::: Study text :::

Lala329LLala329 Posts: 283
edited 06/11/2012 - 8:44 AM in Spinal Cord Stimulation
Hi guys,

I had my psych eval last week and am going for my final appointment to go over everything with my PM doc to schedule my trial, and I'm brimming with questions getting ready for the appointment. Just as an update, it looks like my hardware is staying put- I get the final verdict this week, but with pelvic hardware they apparently usually like leaving it in place...

1) I'm very interested in tips for avoiding the placebo effect during the trial, or tips on how to best test things out with the trial. I'm a little worried because I know there will be pain from the trial implant as well as activity restrictions, so I guess I want to make sure I really get the most out of the trial and evaluate it to the fullest extent possible. I'd really appreciate any tips to help make the trial as successful as possible in terms of my ability to decide whether or not it helps enough to go forward with the permanent one.

2) Did you need pain meds the first couple days from pain from the trial implant? I'm going to be off all meds for the trial, but I was wondering if I'll be likely to need them the first few days from the pain of the procedure itself?

3) How much input did you get over the brand/model of your stimulator? My PM clinic uses 2 different brands, and I don't know if I will get any input. Obviously I know my doctor will make the best recommendation, but with all the different models and features I don't know if it'd be best for me to do my own research so I'll have an opinion?

4) Any recommendations for IPG placement on a thin female? I plan to go ahead and go over this with my doctor even though it is a little premature. We think the leads will be at T8 or T9, and I'm really thinking I would much prefer to have the IPG in my abdomen than my back but I know docs tend to prefer the back so they don't have to flip you. But, I'm thin enough I get uncomfortable in hard back chairs because I can feel the vertebrae poking out so I imagine a battery anywhere in my back will be uncomfortable.



  • Try not to over think the trial so much. I know it's difficult not to do that, but over analyzing is almost as bad as the placebo effect. I had so many questions and no one to ask, so I know how frustrating it is.

    Every doc has their own recommendations on what to do or not to do during the trial. I was told to just go out and do whatever I felt I could do. Only limitations were to be careful and not snag the wires or drop the controller, since the leads are only stitched to the skin where they exit. During the trial there's no concern with the leads scarring in, the concern is more about whether or not you feel any relief.

    One thing that I did when I was questioning whether or not I was getting a placebo effect, was I shut the unit off for a few hours. When I switched it back on, I knew just exactly how much it was actually doing for me.

    I did not experience much discomfort from the trial itself. My leads were threaded in from between C7 and T1, so I was just a tad sore between my shoulders. When the leads were removed, I didn't even feel them come out.

    As far as IPG placement, it goes a bit beyond what sticks out and what is convenient. I too am a thin individual and my IPG was placed in the standard area of the upper buttock. It's one of the few places on a thin individual that has enough fatty tissue to help comfortably place the IPG. Another concern with placement is the tunneling required for running the lead wires. When I had my revision done on my IPG (loose wire) I discussed at great length with the doc about moving the IPG to the abdomen. He explained to me that he has seen more complications with lead migration in those who have abdominal IPG placements. He feels that the strain on the wires is far greater with that placement and has also had more pocket complications there.

::: Given data :::

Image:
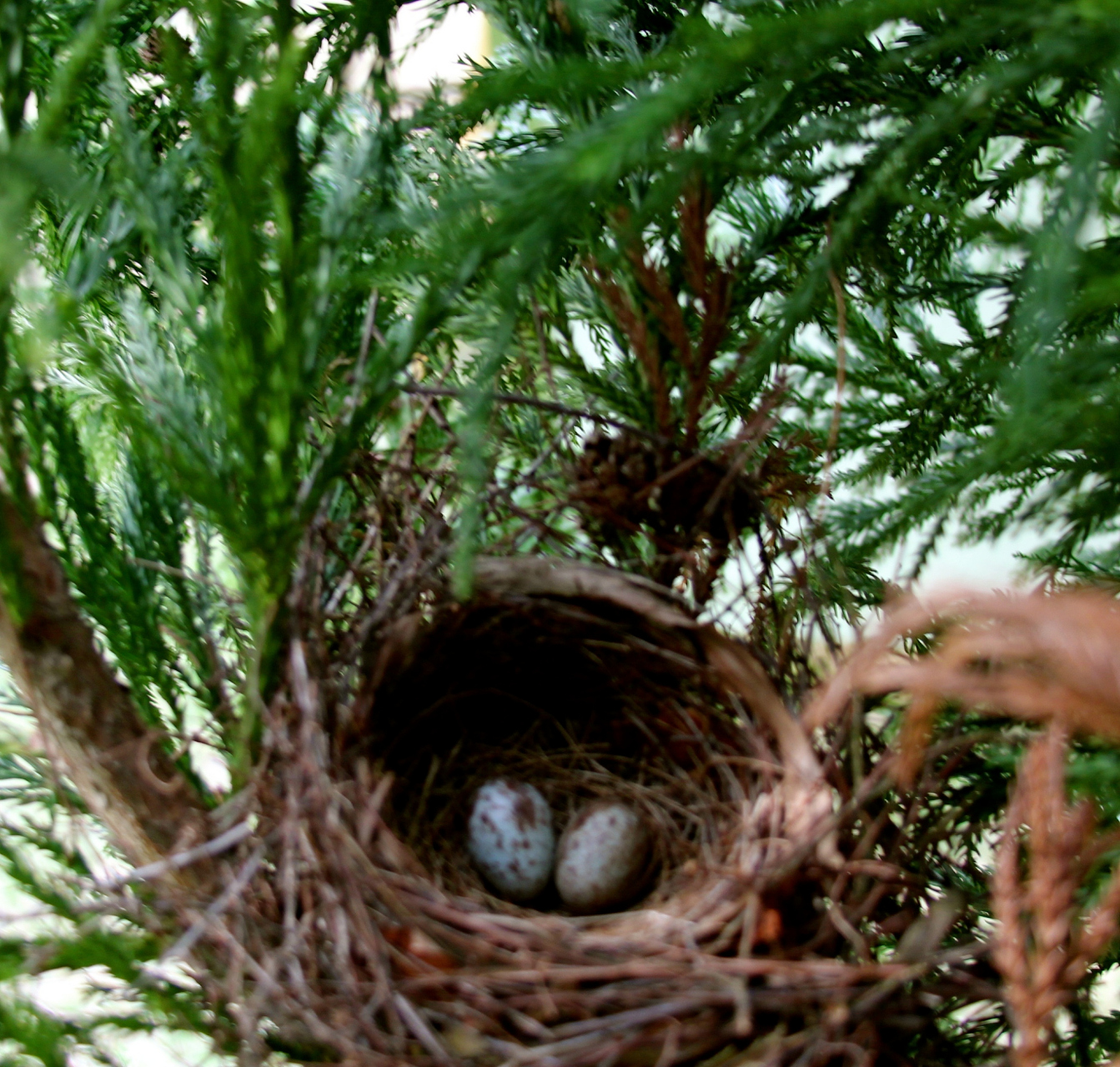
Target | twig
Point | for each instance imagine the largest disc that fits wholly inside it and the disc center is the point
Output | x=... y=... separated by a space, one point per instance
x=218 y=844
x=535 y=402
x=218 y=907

:::
::: Given data :::

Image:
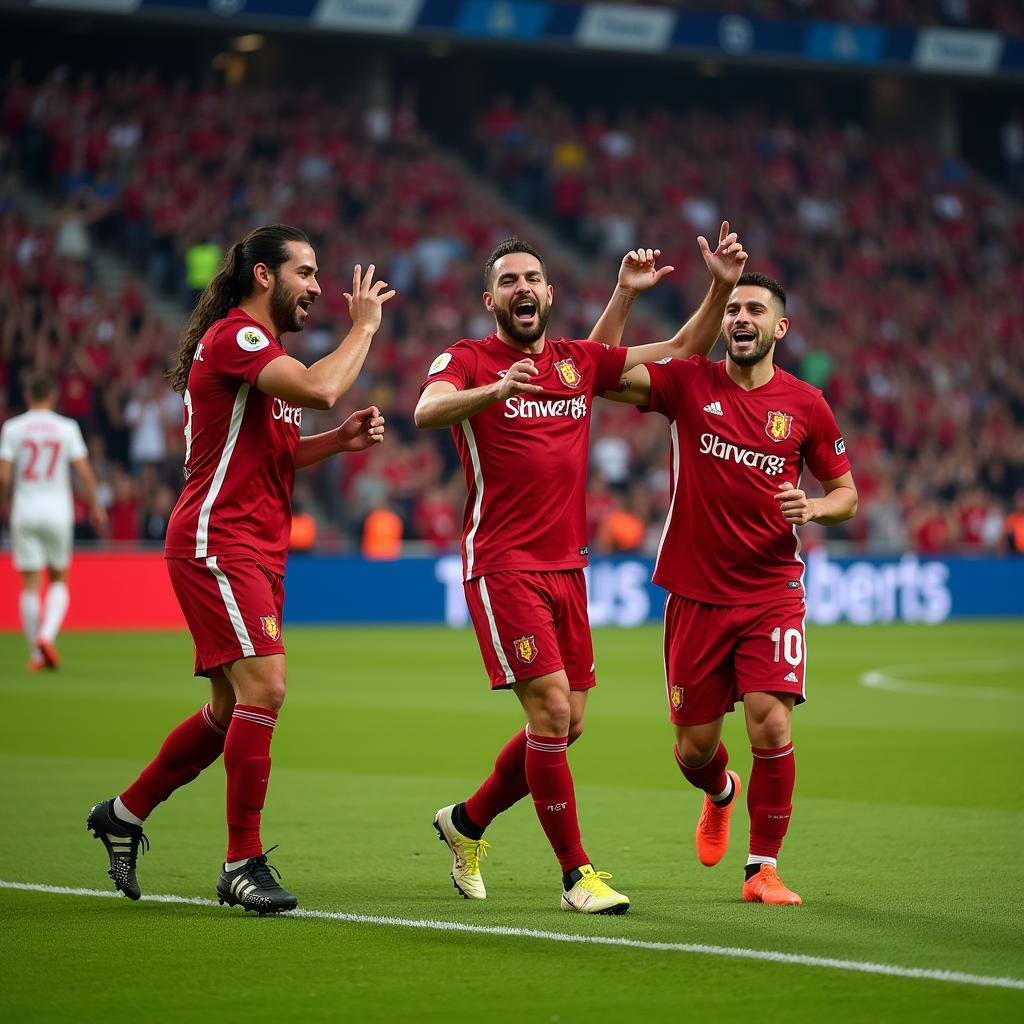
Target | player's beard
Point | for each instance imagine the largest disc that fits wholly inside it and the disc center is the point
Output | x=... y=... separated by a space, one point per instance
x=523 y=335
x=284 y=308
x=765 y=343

:::
::: Given data :::

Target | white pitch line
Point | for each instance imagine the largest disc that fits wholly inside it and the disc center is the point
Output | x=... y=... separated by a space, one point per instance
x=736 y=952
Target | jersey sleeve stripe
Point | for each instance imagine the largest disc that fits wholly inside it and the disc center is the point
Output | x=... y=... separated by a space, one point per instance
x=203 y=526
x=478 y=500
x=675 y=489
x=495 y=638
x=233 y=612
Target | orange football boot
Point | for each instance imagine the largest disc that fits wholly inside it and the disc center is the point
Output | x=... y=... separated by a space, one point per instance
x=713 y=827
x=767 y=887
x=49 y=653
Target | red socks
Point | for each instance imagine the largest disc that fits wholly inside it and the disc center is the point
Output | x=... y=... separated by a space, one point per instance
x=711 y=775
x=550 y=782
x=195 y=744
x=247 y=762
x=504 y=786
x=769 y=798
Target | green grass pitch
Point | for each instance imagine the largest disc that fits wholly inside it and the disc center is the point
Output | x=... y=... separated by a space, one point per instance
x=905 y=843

:::

Write the next part of the forum thread about spinal cord stimulation, picking up right after its last sentence. You will not need the lines above for anything here.

■ **Expected answer**
    As to what brand and model to go with, I would definitely discuss that with the doc. Many folks believe it is simply a matter of what brand the doc prefers, but it goes beyond that. Depending on which brand, one is a constant voltage system, while the others are a constant current system. Many docs have bought in to the constant current systems since they claim to automatically adjust for increases in impedance. Also some of those systems have wireless remotes that allow a person to make adjustments "easier". I have done a lot of personal research on all of these and although some folks do have good success with a few constant current systems, I have also seen more that report dissatisfaction, lack of good coverage and EMI issues with them. With the constant voltage system, I've yet to come across anyone that has EMI issues and they also tend to be far more stable once the leads have scarred in.

    Or the decision by your doc could be as simple as which company has better rep support in your area or which one your insurance company will approve.

    Bottom line, if it works for you, does it really matter which system it is ...

  • Haglandc answered all your questions very well. As for pain meds, you will probably get some for your discomfort. In my case, i only used one the night of the procedure. One thing i forced myself to do was get up and walk. I started a few hours after getting home and walk everyday. Only started out a short distance but went further each day. It seemed to keep everything sort of loose and not much soreness. Just remember that you do not want to bend, reach or lift over 5 lbs for about 6 weeks. This was the hardest part for me. But as stated, do not over think this thing.
  • You really need to settle down here and stop over analyzing this. Read the SCS Trial Faq's. Hopefully the trial will provide some answers for you.

  • Thanks Guys.

    C- You answered my questions so well. I especially appreciate the heads up on the whole constant voltage versus constant current. I was able to do a little research of my own on that before going to my doctor, so that was tremendously helpful because I could actually have a meaningful conversation about the differences between the brands.

    I know I overanalyze these things, but the more I research and analyze the more in control I feel over the chronic pain where really there is very little control. I do appreciate the reminder to chill out about it, though. Definitely something I need a reminder on!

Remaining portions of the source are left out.